[EXERCISE] Copy the data word for word, keeping every line.
[Begin]
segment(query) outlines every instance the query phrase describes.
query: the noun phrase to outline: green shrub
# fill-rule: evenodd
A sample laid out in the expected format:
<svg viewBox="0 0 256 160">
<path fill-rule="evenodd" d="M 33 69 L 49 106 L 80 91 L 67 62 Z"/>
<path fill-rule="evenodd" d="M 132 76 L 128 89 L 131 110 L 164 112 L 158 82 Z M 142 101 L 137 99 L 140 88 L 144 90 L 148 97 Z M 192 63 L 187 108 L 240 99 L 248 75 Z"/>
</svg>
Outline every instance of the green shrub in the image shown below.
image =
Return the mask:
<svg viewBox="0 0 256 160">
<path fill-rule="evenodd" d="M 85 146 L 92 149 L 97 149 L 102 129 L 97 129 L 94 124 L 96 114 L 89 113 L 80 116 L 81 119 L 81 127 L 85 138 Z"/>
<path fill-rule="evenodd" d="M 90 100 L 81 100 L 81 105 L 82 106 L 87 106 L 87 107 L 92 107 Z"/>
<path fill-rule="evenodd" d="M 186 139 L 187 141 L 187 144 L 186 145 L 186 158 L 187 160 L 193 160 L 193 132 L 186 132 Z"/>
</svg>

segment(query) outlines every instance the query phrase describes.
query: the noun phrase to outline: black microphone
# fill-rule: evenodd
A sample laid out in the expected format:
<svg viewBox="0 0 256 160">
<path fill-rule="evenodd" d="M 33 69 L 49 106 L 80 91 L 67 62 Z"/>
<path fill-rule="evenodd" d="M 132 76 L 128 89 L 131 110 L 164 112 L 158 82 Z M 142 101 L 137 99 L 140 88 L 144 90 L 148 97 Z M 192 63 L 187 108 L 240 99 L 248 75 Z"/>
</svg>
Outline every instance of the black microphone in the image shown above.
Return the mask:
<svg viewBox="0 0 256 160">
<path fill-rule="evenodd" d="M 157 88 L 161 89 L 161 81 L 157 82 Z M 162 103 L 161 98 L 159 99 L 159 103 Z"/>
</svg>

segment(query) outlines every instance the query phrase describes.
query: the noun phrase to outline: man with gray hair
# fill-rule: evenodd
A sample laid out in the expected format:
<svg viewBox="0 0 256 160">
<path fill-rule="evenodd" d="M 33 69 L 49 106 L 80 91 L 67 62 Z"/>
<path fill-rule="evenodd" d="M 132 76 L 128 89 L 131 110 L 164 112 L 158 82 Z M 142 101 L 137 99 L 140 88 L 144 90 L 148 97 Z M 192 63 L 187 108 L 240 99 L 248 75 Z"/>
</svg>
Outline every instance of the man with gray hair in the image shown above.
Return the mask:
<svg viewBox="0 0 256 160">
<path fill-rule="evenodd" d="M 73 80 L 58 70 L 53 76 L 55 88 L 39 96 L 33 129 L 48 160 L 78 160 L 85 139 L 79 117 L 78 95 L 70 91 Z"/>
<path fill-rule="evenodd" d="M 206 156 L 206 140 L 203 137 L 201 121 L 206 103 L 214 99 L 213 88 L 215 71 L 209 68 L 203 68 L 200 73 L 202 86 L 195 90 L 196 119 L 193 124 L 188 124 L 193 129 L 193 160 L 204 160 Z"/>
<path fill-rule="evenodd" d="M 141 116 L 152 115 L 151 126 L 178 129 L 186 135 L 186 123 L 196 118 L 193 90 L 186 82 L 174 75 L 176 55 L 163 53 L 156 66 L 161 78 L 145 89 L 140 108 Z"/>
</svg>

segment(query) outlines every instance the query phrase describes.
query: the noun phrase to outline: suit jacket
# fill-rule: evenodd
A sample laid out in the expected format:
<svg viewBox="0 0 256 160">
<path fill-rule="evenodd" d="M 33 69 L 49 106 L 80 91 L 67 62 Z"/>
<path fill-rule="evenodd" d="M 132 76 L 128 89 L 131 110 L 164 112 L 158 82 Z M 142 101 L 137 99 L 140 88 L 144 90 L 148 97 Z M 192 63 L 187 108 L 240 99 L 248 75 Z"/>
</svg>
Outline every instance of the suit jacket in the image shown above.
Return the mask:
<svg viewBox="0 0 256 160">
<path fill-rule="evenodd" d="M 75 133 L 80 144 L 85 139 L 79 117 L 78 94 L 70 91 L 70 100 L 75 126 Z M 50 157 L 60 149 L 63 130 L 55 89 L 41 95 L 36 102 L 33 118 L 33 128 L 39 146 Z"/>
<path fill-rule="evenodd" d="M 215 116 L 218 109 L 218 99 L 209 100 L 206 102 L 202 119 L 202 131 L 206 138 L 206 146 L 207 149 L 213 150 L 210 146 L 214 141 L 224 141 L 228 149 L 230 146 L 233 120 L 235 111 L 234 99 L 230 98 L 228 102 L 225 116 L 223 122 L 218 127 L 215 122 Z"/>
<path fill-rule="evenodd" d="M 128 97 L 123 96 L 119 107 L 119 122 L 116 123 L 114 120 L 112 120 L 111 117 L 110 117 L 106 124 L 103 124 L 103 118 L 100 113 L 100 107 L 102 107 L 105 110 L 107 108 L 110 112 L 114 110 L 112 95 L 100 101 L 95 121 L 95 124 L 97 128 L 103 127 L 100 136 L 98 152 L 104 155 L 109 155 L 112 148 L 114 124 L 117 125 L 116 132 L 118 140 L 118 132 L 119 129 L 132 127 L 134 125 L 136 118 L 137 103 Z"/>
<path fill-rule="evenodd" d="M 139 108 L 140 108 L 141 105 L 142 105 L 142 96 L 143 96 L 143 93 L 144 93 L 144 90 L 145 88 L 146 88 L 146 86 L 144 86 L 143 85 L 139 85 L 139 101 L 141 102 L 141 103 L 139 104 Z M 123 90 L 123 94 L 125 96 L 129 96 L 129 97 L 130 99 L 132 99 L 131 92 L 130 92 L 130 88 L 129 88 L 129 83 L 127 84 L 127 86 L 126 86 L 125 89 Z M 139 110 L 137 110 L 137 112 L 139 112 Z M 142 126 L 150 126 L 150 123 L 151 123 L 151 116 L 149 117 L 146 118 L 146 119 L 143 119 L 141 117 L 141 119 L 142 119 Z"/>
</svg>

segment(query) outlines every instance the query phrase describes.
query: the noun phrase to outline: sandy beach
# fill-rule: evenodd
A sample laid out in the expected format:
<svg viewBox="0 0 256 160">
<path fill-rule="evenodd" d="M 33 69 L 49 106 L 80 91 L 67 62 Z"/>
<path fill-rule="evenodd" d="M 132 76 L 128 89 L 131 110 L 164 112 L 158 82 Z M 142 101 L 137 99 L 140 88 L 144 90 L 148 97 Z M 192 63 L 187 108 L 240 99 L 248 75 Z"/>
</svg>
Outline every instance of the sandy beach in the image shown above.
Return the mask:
[End]
[ANSWER FOR THE TASK]
segment(query) outlines every instance the query phrase describes.
query: the noun phrase to outline: green shrub
# fill-rule: evenodd
A sample laid out in the expected format:
<svg viewBox="0 0 256 160">
<path fill-rule="evenodd" d="M 33 69 L 49 106 L 80 91 L 67 62 Z"/>
<path fill-rule="evenodd" d="M 132 76 L 128 89 L 131 110 L 164 112 L 158 82 Z M 142 101 L 137 99 L 140 88 L 144 90 L 148 97 Z M 192 63 L 187 108 L 240 99 L 248 75 Z"/>
</svg>
Outline every instance of the green shrub in the image shown below.
image =
Return the mask:
<svg viewBox="0 0 256 160">
<path fill-rule="evenodd" d="M 85 146 L 92 149 L 97 149 L 102 129 L 97 129 L 94 124 L 96 114 L 89 113 L 80 116 L 81 119 L 81 127 L 85 138 Z"/>
<path fill-rule="evenodd" d="M 90 100 L 81 100 L 81 105 L 82 106 L 87 106 L 87 107 L 92 107 Z"/>
<path fill-rule="evenodd" d="M 186 139 L 187 141 L 187 144 L 186 145 L 186 158 L 187 160 L 193 160 L 193 132 L 186 132 Z"/>
</svg>

segment(query) outlines every instance the query phrase describes.
query: the noun phrase to outline: black microphone
# fill-rule: evenodd
A sample laid out in the expected format:
<svg viewBox="0 0 256 160">
<path fill-rule="evenodd" d="M 33 69 L 49 106 L 80 91 L 67 62 Z"/>
<path fill-rule="evenodd" d="M 132 76 L 128 89 L 131 110 L 164 112 L 158 82 Z M 142 101 L 137 99 L 140 88 L 144 90 L 148 97 Z M 192 63 L 187 108 L 240 99 L 248 75 Z"/>
</svg>
Outline every instance of the black microphone in the image shown above.
Return the mask:
<svg viewBox="0 0 256 160">
<path fill-rule="evenodd" d="M 157 88 L 161 89 L 161 81 L 157 82 Z M 162 103 L 161 98 L 159 99 L 159 103 Z"/>
</svg>

segment(query) outlines every instance the query phrase describes.
query: the noun phrase to outline: man with gray hair
# fill-rule: evenodd
A sample laid out in the expected format:
<svg viewBox="0 0 256 160">
<path fill-rule="evenodd" d="M 33 69 L 49 106 L 80 91 L 67 62 Z"/>
<path fill-rule="evenodd" d="M 132 76 L 128 89 L 131 110 L 164 112 L 158 82 Z M 142 101 L 137 99 L 140 88 L 144 90 L 148 97 Z M 192 63 L 187 108 L 240 99 L 248 75 Z"/>
</svg>
Outline every instance of the man with gray hair in the image shown above.
Return the mask:
<svg viewBox="0 0 256 160">
<path fill-rule="evenodd" d="M 73 80 L 58 70 L 53 76 L 55 88 L 39 96 L 33 129 L 48 160 L 78 160 L 85 139 L 79 117 L 78 95 L 70 91 Z"/>
<path fill-rule="evenodd" d="M 206 156 L 206 140 L 203 137 L 201 121 L 206 103 L 214 99 L 213 88 L 215 71 L 209 68 L 203 68 L 200 73 L 202 86 L 195 90 L 196 119 L 193 124 L 188 124 L 193 129 L 193 160 L 204 160 Z"/>
<path fill-rule="evenodd" d="M 141 116 L 152 115 L 151 126 L 178 129 L 186 135 L 186 123 L 196 118 L 193 90 L 186 82 L 174 75 L 176 55 L 163 53 L 156 66 L 161 78 L 145 89 L 140 108 Z"/>
</svg>

segment(query) outlines every instance the query phrase describes.
query: the noun phrase to outline: suit jacket
# fill-rule: evenodd
A sample laid out in the expected format:
<svg viewBox="0 0 256 160">
<path fill-rule="evenodd" d="M 33 69 L 49 106 L 80 91 L 67 62 Z"/>
<path fill-rule="evenodd" d="M 132 76 L 128 89 L 131 110 L 164 112 L 158 82 Z M 142 101 L 137 99 L 140 88 L 144 90 L 148 97 Z M 192 63 L 187 108 L 240 99 L 248 75 Z"/>
</svg>
Outline every instance of the suit jacket in the image shown above.
Return the mask:
<svg viewBox="0 0 256 160">
<path fill-rule="evenodd" d="M 75 133 L 80 144 L 85 139 L 79 117 L 78 94 L 70 91 L 70 100 L 75 126 Z M 50 157 L 60 149 L 63 130 L 55 89 L 41 95 L 36 102 L 33 118 L 33 128 L 39 146 Z"/>
<path fill-rule="evenodd" d="M 215 116 L 218 109 L 218 99 L 209 100 L 206 102 L 202 119 L 202 131 L 206 138 L 206 146 L 207 149 L 213 150 L 210 146 L 214 141 L 224 141 L 228 149 L 230 146 L 233 120 L 235 111 L 234 99 L 230 98 L 228 102 L 225 116 L 223 122 L 218 127 L 215 122 Z"/>
<path fill-rule="evenodd" d="M 128 97 L 123 96 L 119 107 L 119 122 L 116 123 L 114 120 L 112 120 L 111 117 L 110 117 L 106 124 L 103 124 L 103 118 L 100 113 L 100 107 L 102 107 L 105 110 L 107 108 L 110 112 L 114 110 L 112 95 L 100 101 L 95 121 L 95 124 L 97 128 L 103 127 L 100 136 L 98 152 L 104 155 L 109 155 L 112 148 L 114 124 L 117 125 L 116 132 L 118 140 L 118 132 L 119 129 L 132 127 L 134 125 L 136 118 L 137 103 Z"/>
<path fill-rule="evenodd" d="M 139 108 L 140 108 L 141 105 L 142 105 L 142 96 L 143 96 L 143 93 L 144 93 L 144 90 L 145 88 L 146 88 L 146 86 L 144 86 L 143 85 L 139 85 L 139 101 L 141 102 L 141 103 L 139 104 Z M 123 90 L 123 94 L 125 96 L 129 96 L 129 97 L 130 99 L 132 99 L 131 92 L 130 92 L 130 88 L 129 88 L 129 83 L 127 84 L 127 86 L 126 86 L 125 89 Z M 139 110 L 137 110 L 137 112 L 139 112 Z M 142 126 L 150 126 L 150 123 L 151 123 L 151 116 L 149 117 L 146 118 L 146 119 L 143 119 L 141 117 L 141 119 L 142 119 Z"/>
</svg>

segment(query) outlines every instance the query phrase describes.
query: the noun phrase to outline: sandy beach
# fill-rule: evenodd
A sample laid out in the expected format:
<svg viewBox="0 0 256 160">
<path fill-rule="evenodd" d="M 33 69 L 49 106 L 80 91 L 67 62 Z"/>
<path fill-rule="evenodd" d="M 132 76 L 128 89 L 131 110 L 164 112 L 158 82 Z M 142 101 L 137 99 L 140 88 L 144 90 L 148 97 Z M 192 63 L 187 108 L 240 99 L 248 75 Z"/>
</svg>
Outline every instance of the sandy beach in the image shown above.
Return the mask:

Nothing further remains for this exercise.